*Set exercise:* Pull out every line of the entries below that contains the word "outline", and copy each such line in full.

*Entries from a dataset:*
===

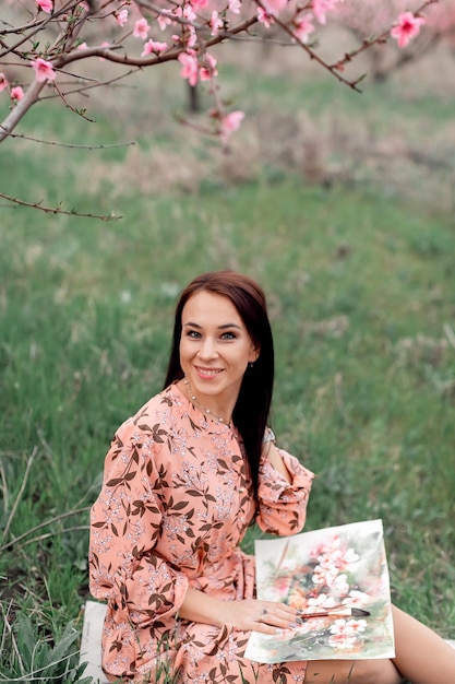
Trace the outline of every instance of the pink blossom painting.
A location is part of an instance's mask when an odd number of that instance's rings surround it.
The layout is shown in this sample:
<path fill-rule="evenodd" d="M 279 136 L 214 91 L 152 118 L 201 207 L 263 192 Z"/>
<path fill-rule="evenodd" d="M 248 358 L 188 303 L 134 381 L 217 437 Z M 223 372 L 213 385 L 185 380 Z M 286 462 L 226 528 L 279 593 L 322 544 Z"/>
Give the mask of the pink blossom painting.
<path fill-rule="evenodd" d="M 256 662 L 395 656 L 381 520 L 255 542 L 258 598 L 294 605 L 292 629 L 253 632 Z"/>

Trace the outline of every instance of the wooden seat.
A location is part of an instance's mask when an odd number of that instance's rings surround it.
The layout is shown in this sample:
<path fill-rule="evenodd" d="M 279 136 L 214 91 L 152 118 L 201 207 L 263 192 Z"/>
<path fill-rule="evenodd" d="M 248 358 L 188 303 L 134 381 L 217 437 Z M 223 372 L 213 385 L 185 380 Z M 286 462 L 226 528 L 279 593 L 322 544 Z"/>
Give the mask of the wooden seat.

===

*Solved problem:*
Trace the outline of every instance of the pink blossom painting.
Trace the outline of every instance of the wooden seat.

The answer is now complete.